### Fragment do przeczytania
Podziwiania godną rzeczą jest, jak wysoko podniósł powagę władzy rodzicielskiej, chcąc być
dla przykładu poddanym Maryi i Józefowi. Jego to jest prawo przez Apostołów głoszone:
"Każda dusza niechaj będzie poddana wyższym zwierzchnością. Albowiem nie masz
zwierzchności jedno od Boga" (Rz 15, 1). Jeśli zważymy wszystko to, co Chrystus Pan
rozporządził i ustanowili względem godności ludzkiej człowieka, czystości obyczajów,
posłuszeństwa dla władzy, porządku społecznego, na prawie Bożym opartego, względem
sakramentu małżeństwa i świętości chrześcijańskiego życia rodzinnego, jeśli sobie te i
wszystkie inne przepisy wiary przypomnimy, przez Chrystusa Pana z nieba na ziemię
przyniesione, jeśli dalej rozważymy, że wszystko to powierzył Chrystus Pan Kościołowi,
przyrzekając mu opiekę Swoją aż do końca wieków, obdarzając go nieomylnym urzędem
nauczycielstwa i polecając mu głoszenie nauki Chrystusowej wszystkim narodom, wtedy
zrozumiemy, ile to dobrego w uspokojeniu obecnych stosunków światowych Kościół
katolicki zdziałać może i powinien.

### Wykonaj polecenie
Jakim urzędem Chrystus obdarzył Kościół według fragmentu o zadaniach Kościoła? Materiał zamieszczony dalej stanowi odrębną całość, niezwiązaną z fragmentem.

### Podane informacje
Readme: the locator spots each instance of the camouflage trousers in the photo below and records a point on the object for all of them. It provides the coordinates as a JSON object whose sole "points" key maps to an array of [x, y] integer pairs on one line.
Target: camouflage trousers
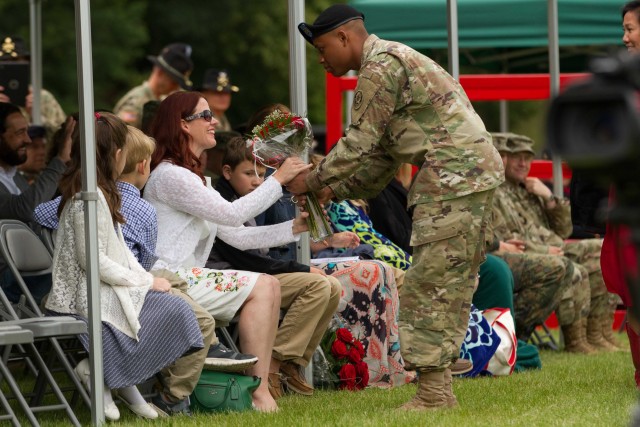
{"points": [[448, 242], [586, 253], [540, 282]]}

### Odpowiedź
Nieomylnym urzędem nauczycielstwa.